● **Exercise description**: Write out every entry in full. Leave nothing out.

● **Material shown**:
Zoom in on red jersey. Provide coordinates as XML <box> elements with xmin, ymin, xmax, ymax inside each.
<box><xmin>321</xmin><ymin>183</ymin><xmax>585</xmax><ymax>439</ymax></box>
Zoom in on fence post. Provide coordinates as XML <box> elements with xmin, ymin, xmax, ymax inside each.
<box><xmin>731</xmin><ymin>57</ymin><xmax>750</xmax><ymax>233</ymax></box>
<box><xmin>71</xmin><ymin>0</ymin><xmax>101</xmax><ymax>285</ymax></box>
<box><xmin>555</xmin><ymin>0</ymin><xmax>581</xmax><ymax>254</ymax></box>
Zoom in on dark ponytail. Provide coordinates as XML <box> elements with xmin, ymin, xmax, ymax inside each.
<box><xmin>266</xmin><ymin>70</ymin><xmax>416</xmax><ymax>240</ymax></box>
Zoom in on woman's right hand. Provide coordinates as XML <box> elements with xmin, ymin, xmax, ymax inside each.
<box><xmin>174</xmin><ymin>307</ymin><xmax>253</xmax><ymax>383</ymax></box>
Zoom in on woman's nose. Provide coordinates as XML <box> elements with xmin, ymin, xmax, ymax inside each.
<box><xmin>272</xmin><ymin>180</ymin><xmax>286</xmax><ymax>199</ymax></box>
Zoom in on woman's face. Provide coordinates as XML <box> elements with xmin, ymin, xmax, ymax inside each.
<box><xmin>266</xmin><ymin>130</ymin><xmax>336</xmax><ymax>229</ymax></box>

● **Solution below**:
Zoom in on red jersey. Provide coordinates as XML <box> elements with xmin, ymin, xmax, ymax inside each.
<box><xmin>321</xmin><ymin>183</ymin><xmax>585</xmax><ymax>439</ymax></box>
Zoom in on fence post. Provide coordinates as XML <box> elements with xmin, ymin, xmax, ymax inside each.
<box><xmin>731</xmin><ymin>57</ymin><xmax>750</xmax><ymax>233</ymax></box>
<box><xmin>71</xmin><ymin>0</ymin><xmax>101</xmax><ymax>285</ymax></box>
<box><xmin>555</xmin><ymin>0</ymin><xmax>581</xmax><ymax>254</ymax></box>
Zoom in on dark ponytail. Provide coordinates as XML <box> elements with xmin, ymin, xmax, ymax inside each.
<box><xmin>266</xmin><ymin>70</ymin><xmax>416</xmax><ymax>240</ymax></box>
Zoom in on woman's right hand. Provide coordinates as XML <box> elements with xmin, ymin, xmax, ymax inside each.
<box><xmin>174</xmin><ymin>307</ymin><xmax>253</xmax><ymax>383</ymax></box>
Zoom in on woman's nose. Provide coordinates as XML <box> elements with xmin, ymin, xmax, ymax inside each.
<box><xmin>272</xmin><ymin>180</ymin><xmax>286</xmax><ymax>199</ymax></box>
Zoom in on woman's face. Provide coordinates as XML <box> elements with xmin, ymin, xmax, ymax inside each.
<box><xmin>266</xmin><ymin>130</ymin><xmax>336</xmax><ymax>229</ymax></box>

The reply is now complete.